■ **Description of the task**
Transcribe all of the data below verbatim, from the first line through the last, omitting any pictures.

■ **Raw records**
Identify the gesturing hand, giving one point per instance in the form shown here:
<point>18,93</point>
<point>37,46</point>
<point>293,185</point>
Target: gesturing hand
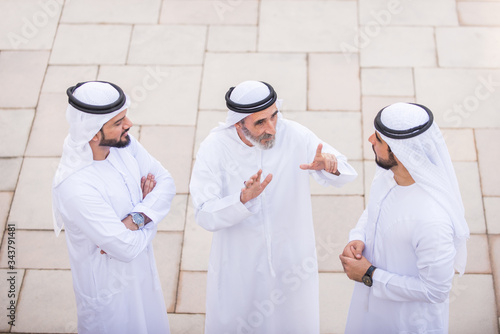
<point>253,187</point>
<point>147,184</point>
<point>326,161</point>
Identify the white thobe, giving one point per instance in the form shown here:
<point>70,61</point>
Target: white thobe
<point>118,292</point>
<point>409,238</point>
<point>262,274</point>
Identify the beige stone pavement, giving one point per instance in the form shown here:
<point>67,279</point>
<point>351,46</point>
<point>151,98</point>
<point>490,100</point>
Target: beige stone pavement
<point>335,64</point>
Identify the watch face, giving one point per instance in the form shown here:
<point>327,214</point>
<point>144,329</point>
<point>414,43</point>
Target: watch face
<point>367,280</point>
<point>137,218</point>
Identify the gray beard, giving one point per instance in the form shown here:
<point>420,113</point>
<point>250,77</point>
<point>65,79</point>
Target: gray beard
<point>256,141</point>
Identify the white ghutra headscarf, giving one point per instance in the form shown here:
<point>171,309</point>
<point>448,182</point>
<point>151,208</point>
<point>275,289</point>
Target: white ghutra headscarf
<point>417,142</point>
<point>84,123</point>
<point>256,94</point>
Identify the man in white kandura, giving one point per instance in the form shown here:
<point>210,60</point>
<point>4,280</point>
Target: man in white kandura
<point>262,275</point>
<point>110,195</point>
<point>412,236</point>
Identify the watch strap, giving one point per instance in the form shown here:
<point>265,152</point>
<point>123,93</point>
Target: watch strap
<point>370,271</point>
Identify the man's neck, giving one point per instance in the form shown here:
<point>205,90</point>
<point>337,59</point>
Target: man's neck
<point>402,176</point>
<point>99,152</point>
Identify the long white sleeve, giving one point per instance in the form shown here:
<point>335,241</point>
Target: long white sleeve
<point>156,204</point>
<point>98,222</point>
<point>435,254</point>
<point>214,211</point>
<point>359,232</point>
<point>347,172</point>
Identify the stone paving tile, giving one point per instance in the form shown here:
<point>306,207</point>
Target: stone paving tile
<point>354,188</point>
<point>407,12</point>
<point>176,218</point>
<point>470,188</point>
<point>90,44</point>
<point>186,323</point>
<point>10,292</point>
<point>478,13</point>
<point>59,78</point>
<point>50,251</point>
<point>172,146</point>
<point>488,142</point>
<point>471,97</point>
<point>399,47</point>
<point>51,309</point>
<point>333,82</point>
<point>209,12</point>
<point>15,126</point>
<point>192,292</point>
<point>342,130</point>
<point>334,217</point>
<point>28,25</point>
<point>5,201</point>
<point>370,107</point>
<point>207,120</point>
<point>472,305</point>
<point>15,67</point>
<point>387,81</point>
<point>468,47</point>
<point>114,11</point>
<point>31,207</point>
<point>167,247</point>
<point>50,126</point>
<point>460,143</point>
<point>232,38</point>
<point>286,26</point>
<point>495,259</point>
<point>478,255</point>
<point>196,246</point>
<point>334,300</point>
<point>10,168</point>
<point>167,45</point>
<point>287,73</point>
<point>492,213</point>
<point>172,89</point>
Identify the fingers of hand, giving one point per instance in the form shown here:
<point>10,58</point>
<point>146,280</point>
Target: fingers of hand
<point>266,181</point>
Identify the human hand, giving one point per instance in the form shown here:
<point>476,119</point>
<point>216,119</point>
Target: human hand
<point>129,223</point>
<point>147,184</point>
<point>326,161</point>
<point>354,249</point>
<point>253,187</point>
<point>355,268</point>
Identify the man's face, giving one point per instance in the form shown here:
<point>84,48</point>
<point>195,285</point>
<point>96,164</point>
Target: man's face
<point>260,128</point>
<point>383,155</point>
<point>115,132</point>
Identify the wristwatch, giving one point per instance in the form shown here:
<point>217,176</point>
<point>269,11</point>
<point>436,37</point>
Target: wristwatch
<point>138,219</point>
<point>367,278</point>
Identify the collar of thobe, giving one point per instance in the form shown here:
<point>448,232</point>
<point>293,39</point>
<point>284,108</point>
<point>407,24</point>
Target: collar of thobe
<point>418,144</point>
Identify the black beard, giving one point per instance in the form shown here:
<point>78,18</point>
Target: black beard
<point>114,142</point>
<point>386,164</point>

■ **Worked solution**
Identify the gesturing hand, giving one point per instance in the form shown here:
<point>18,93</point>
<point>37,46</point>
<point>293,185</point>
Target: gesturing hand
<point>253,187</point>
<point>147,184</point>
<point>326,161</point>
Identify the white thobe, giving one point per instance in the form shown here:
<point>70,61</point>
Target: white thobe
<point>118,292</point>
<point>409,238</point>
<point>262,274</point>
Identify the beige stone pavement, giving one point per instance in the form shown here:
<point>67,279</point>
<point>351,46</point>
<point>151,98</point>
<point>490,100</point>
Target: beige stone pavement
<point>335,64</point>
Identify the watch face, giving one point per instance in the form shown here:
<point>327,214</point>
<point>144,329</point>
<point>414,43</point>
Target: watch face
<point>367,280</point>
<point>137,218</point>
Identify the gray beard, giving one point per instance in the form shown here:
<point>420,113</point>
<point>250,77</point>
<point>65,79</point>
Target: gray beard
<point>256,141</point>
Identify the white ghutra headscarf, giving one point per instance in the form shown here:
<point>171,309</point>
<point>448,182</point>
<point>151,208</point>
<point>275,289</point>
Target: white ghutra headscarf
<point>417,142</point>
<point>84,123</point>
<point>256,94</point>
Identify the man in white kandura, giving one point per instance in the form shown here:
<point>210,60</point>
<point>4,280</point>
Target: man in white kandura
<point>262,275</point>
<point>110,195</point>
<point>412,236</point>
Identify the watch strap, giving one point per instance in the form shown here:
<point>265,152</point>
<point>123,93</point>
Target: watch strap
<point>370,271</point>
Identify the man's neck, giving one point per instance in the form shown here:
<point>205,90</point>
<point>337,59</point>
Target: man's neck
<point>402,176</point>
<point>99,152</point>
Identify the long white sleeve, giving one point per instance in the form shown here:
<point>335,241</point>
Target: long white sleeve
<point>156,204</point>
<point>98,222</point>
<point>435,254</point>
<point>214,211</point>
<point>359,232</point>
<point>347,172</point>
Identify the stone paving tile, giving one point per instance in the form shown here:
<point>306,207</point>
Target: stone paving tile
<point>354,188</point>
<point>407,12</point>
<point>176,218</point>
<point>470,188</point>
<point>90,44</point>
<point>186,323</point>
<point>10,292</point>
<point>478,13</point>
<point>59,78</point>
<point>50,251</point>
<point>172,146</point>
<point>488,142</point>
<point>471,97</point>
<point>399,47</point>
<point>51,309</point>
<point>333,82</point>
<point>209,12</point>
<point>15,126</point>
<point>192,292</point>
<point>342,130</point>
<point>334,217</point>
<point>28,25</point>
<point>5,201</point>
<point>370,107</point>
<point>207,120</point>
<point>472,305</point>
<point>15,67</point>
<point>387,81</point>
<point>468,47</point>
<point>114,11</point>
<point>31,207</point>
<point>167,247</point>
<point>50,126</point>
<point>460,143</point>
<point>232,38</point>
<point>286,26</point>
<point>495,259</point>
<point>478,255</point>
<point>196,246</point>
<point>334,300</point>
<point>10,168</point>
<point>167,45</point>
<point>287,73</point>
<point>492,213</point>
<point>172,89</point>
Identify the fingers of hand, giving one point per instance in the form shown here:
<point>10,58</point>
<point>146,280</point>
Target: fingers of hand
<point>266,181</point>
Identify the human hand, giving one point per instance in the form shown here:
<point>476,119</point>
<point>216,119</point>
Target: human hand
<point>129,223</point>
<point>147,184</point>
<point>326,161</point>
<point>354,249</point>
<point>253,187</point>
<point>355,268</point>
Identify the man's face, giving one point per instance in the form shown here:
<point>84,48</point>
<point>195,285</point>
<point>96,164</point>
Target: man's face
<point>260,128</point>
<point>383,155</point>
<point>115,132</point>
Identify the wristwatch, giving one point per instance in the form shown here:
<point>217,176</point>
<point>269,11</point>
<point>436,37</point>
Target: wristwatch
<point>138,219</point>
<point>367,278</point>
Identify the collar of thobe, giving one point per instance in the form shown here:
<point>448,232</point>
<point>293,39</point>
<point>284,108</point>
<point>407,24</point>
Target: collar of thobe
<point>418,144</point>
Identify the black beard, giving one point per instance in the form shown here:
<point>78,18</point>
Target: black beard
<point>114,142</point>
<point>386,164</point>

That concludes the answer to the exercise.